__Entries from an annotation dataset__.
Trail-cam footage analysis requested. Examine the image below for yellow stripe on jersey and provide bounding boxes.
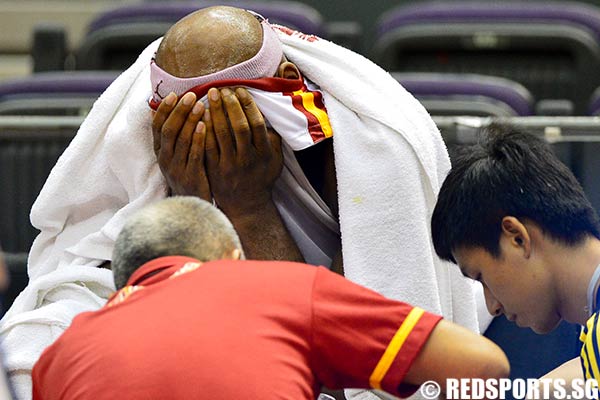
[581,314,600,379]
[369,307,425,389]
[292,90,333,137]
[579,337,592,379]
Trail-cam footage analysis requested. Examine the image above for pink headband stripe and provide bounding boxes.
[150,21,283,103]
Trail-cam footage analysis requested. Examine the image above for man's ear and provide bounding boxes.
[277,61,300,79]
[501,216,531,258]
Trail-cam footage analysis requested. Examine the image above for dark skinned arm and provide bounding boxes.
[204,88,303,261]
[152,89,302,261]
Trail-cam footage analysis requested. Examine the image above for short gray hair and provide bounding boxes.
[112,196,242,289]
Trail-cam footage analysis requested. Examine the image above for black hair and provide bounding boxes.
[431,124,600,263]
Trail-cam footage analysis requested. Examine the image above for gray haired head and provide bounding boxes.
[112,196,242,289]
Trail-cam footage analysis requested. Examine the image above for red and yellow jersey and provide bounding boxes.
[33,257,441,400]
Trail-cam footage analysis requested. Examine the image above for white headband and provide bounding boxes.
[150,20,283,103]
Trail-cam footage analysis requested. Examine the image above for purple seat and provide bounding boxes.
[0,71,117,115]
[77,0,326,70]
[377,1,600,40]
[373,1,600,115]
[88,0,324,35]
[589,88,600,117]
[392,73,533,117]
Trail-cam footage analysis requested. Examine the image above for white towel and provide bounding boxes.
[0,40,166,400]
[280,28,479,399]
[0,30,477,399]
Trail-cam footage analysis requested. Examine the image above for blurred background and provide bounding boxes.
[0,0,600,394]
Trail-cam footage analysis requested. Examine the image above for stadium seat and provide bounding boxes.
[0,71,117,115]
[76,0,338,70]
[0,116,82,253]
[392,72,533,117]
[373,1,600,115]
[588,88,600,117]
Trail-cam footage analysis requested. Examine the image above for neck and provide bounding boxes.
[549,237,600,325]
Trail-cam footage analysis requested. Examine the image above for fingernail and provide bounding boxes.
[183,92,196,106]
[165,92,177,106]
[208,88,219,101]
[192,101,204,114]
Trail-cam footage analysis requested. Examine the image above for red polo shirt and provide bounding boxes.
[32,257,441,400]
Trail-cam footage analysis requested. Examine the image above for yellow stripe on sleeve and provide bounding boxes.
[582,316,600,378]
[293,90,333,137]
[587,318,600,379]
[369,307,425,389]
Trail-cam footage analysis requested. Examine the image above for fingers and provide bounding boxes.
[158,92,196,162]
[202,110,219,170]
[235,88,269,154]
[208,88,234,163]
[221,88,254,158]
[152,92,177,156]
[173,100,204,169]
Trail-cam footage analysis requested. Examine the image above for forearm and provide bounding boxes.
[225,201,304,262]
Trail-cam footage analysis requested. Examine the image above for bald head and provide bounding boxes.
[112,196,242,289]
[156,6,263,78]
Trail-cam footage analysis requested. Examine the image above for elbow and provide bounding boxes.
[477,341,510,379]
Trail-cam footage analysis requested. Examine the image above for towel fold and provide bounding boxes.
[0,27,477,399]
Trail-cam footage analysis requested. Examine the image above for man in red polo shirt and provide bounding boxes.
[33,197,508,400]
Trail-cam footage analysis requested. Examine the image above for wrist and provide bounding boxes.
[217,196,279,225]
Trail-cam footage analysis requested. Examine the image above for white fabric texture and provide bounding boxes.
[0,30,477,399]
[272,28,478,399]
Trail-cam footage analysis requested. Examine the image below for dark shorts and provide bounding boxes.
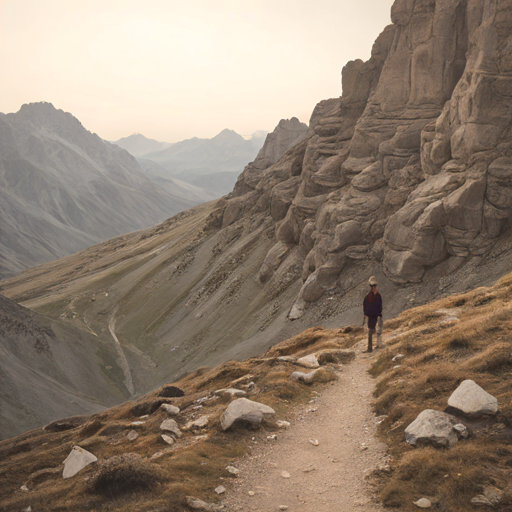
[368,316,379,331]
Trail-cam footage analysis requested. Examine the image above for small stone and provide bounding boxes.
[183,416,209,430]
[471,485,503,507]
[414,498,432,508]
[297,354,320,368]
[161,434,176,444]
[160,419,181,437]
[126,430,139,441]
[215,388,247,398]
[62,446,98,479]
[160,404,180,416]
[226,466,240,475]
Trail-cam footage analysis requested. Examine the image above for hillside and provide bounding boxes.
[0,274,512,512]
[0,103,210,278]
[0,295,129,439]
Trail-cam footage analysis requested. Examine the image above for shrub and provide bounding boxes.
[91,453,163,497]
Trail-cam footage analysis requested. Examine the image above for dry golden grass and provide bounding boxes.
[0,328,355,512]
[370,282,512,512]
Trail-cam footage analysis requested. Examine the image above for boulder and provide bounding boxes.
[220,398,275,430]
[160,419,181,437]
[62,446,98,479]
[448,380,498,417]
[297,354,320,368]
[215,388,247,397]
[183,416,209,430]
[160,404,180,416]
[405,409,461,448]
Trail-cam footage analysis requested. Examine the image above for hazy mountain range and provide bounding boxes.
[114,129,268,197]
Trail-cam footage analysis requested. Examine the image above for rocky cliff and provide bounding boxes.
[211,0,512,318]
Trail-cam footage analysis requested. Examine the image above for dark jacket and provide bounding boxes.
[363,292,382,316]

==

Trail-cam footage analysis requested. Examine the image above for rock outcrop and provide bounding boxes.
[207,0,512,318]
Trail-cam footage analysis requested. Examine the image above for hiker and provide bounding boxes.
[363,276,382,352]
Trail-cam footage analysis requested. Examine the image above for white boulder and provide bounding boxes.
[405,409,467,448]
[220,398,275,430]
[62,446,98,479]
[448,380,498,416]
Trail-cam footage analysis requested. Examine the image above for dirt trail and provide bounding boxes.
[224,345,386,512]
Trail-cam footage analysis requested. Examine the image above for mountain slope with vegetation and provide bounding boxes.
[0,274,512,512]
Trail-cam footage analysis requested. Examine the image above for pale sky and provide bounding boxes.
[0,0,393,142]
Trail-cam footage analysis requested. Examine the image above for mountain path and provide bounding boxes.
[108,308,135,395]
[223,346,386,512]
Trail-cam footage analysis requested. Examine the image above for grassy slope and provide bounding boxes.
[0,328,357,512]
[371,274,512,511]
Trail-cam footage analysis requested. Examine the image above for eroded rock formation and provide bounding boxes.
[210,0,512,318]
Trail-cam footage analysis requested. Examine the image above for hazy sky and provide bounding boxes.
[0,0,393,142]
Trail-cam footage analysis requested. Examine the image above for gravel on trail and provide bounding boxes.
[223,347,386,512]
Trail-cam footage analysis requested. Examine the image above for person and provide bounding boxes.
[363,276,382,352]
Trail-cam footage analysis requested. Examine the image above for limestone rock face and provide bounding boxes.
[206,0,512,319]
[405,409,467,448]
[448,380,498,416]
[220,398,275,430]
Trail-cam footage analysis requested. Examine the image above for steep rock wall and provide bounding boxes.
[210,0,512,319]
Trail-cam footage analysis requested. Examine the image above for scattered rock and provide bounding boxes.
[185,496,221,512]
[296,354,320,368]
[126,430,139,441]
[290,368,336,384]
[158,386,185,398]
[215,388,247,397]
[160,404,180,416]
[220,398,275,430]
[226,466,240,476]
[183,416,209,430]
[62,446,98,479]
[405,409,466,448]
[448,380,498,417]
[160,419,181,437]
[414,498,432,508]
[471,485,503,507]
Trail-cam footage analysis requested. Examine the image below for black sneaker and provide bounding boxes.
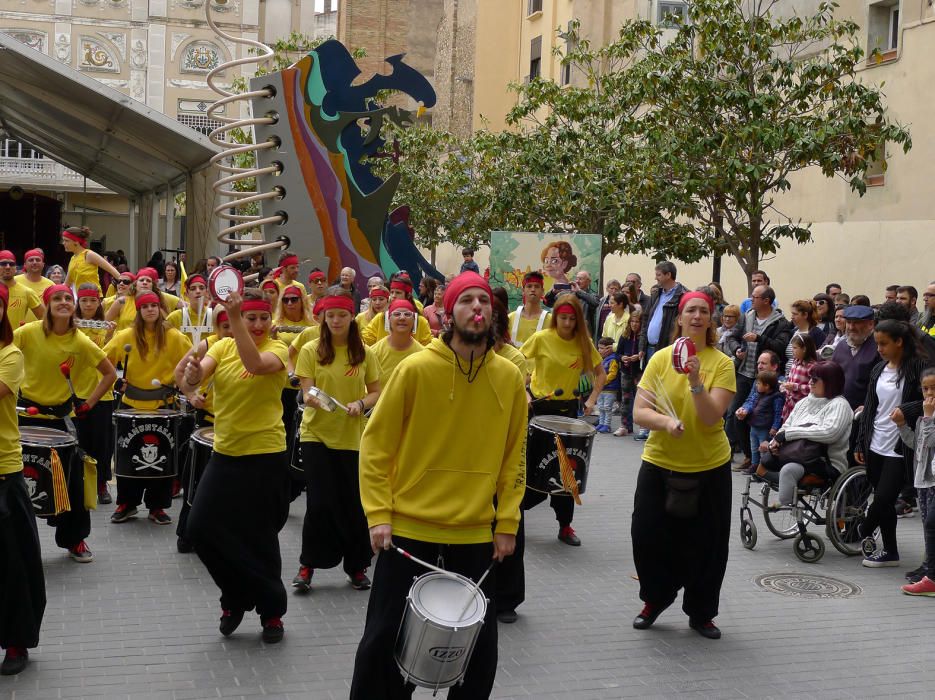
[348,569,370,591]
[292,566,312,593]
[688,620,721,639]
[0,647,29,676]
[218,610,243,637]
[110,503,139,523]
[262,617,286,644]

--

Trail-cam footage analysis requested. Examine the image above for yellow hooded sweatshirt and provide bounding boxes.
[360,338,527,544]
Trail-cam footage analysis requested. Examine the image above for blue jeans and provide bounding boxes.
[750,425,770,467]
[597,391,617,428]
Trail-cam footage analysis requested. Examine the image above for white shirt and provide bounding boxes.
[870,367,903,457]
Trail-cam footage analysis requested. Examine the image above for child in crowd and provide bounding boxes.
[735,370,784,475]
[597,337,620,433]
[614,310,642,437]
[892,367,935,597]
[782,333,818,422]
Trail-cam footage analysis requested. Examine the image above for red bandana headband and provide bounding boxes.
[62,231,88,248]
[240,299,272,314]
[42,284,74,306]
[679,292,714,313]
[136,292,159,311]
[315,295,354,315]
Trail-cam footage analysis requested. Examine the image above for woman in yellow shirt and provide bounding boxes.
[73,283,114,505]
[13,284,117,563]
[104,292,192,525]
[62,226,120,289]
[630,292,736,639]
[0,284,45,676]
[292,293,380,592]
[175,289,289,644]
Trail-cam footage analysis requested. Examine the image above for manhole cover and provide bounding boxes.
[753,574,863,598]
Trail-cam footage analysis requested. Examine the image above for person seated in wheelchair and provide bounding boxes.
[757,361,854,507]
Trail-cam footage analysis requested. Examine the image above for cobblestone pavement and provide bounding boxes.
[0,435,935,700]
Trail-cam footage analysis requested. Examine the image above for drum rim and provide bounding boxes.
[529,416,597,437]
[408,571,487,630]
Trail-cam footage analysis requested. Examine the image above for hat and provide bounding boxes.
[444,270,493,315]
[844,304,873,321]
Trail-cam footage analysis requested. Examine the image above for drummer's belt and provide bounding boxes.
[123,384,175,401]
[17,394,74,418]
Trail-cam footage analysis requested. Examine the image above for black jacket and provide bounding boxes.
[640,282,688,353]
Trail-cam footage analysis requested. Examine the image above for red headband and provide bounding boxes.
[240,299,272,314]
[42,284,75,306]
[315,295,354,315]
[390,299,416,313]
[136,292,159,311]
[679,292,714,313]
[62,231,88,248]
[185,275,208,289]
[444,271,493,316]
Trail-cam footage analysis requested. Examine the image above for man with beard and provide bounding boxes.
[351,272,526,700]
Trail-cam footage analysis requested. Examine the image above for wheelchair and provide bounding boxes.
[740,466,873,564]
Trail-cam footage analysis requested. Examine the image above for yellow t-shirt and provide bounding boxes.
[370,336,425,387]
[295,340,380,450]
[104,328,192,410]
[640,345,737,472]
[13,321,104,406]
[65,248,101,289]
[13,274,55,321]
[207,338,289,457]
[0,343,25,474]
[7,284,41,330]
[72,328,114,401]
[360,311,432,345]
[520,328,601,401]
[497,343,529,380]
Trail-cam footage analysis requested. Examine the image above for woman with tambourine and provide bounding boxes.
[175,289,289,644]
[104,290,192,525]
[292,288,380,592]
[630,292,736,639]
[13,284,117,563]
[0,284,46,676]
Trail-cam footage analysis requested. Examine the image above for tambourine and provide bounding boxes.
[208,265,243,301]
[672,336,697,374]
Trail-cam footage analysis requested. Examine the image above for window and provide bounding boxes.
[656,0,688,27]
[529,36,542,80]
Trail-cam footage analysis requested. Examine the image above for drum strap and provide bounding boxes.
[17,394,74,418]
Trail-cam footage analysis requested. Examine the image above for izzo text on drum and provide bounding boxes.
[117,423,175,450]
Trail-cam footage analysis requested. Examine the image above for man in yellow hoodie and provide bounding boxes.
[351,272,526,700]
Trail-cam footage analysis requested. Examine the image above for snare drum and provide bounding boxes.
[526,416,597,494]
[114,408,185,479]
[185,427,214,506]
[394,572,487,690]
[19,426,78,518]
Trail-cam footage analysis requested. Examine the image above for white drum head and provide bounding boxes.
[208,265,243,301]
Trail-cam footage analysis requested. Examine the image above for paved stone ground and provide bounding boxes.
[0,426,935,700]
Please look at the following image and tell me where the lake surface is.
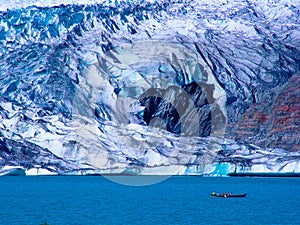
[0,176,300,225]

__Set task__. Convert the material above into a Markdown table with the columns Row and Line. Cover everything from the line containing "background and provide bounding boxes." down to the line containing "[192,101,204,114]", numbering each line and skipping blank lines.

__Solved exercise__.
| Row | Line |
|---|---|
| 1 | Trail-cam footage analysis requested. Examine the image above for blurred background and provide bounding boxes. |
| 2 | [0,0,600,394] |
| 3 | Trail-cam footage analysis requested. Examine the image above for stadium seat and provide bounding boxes. |
| 4 | [0,71,117,115] |
| 5 | [76,0,338,70] |
| 6 | [0,116,82,253] |
| 7 | [392,72,533,117] |
| 8 | [373,1,600,115] |
| 9 | [588,88,600,117] |
| 10 | Trail-cam footage analysis requested. Examine the image above for neck and provide bounding boxes. |
| 11 | [549,237,600,325] |
| 12 | Trail-cam footage analysis requested. Examine the image above for fingernail and provide bounding boxes. |
| 13 | [183,92,196,106] |
| 14 | [165,92,177,106] |
| 15 | [208,88,219,101] |
| 16 | [192,101,204,114] |